Dataset rows about where objects appear
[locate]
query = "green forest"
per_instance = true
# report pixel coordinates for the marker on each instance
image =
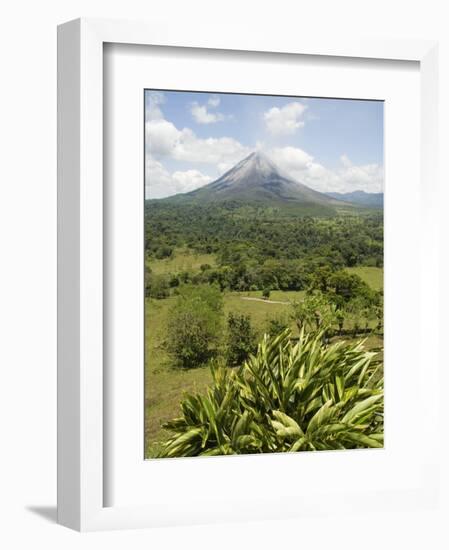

#### [What the exercise asks]
Convert the lines above into a numbered list, omitting blank lines and leaving the pictures out.

#### [Exercise answer]
1. [locate]
2. query = "green forest"
3. per_instance = true
4. # report pixel coordinates for the marker on each instance
5. image =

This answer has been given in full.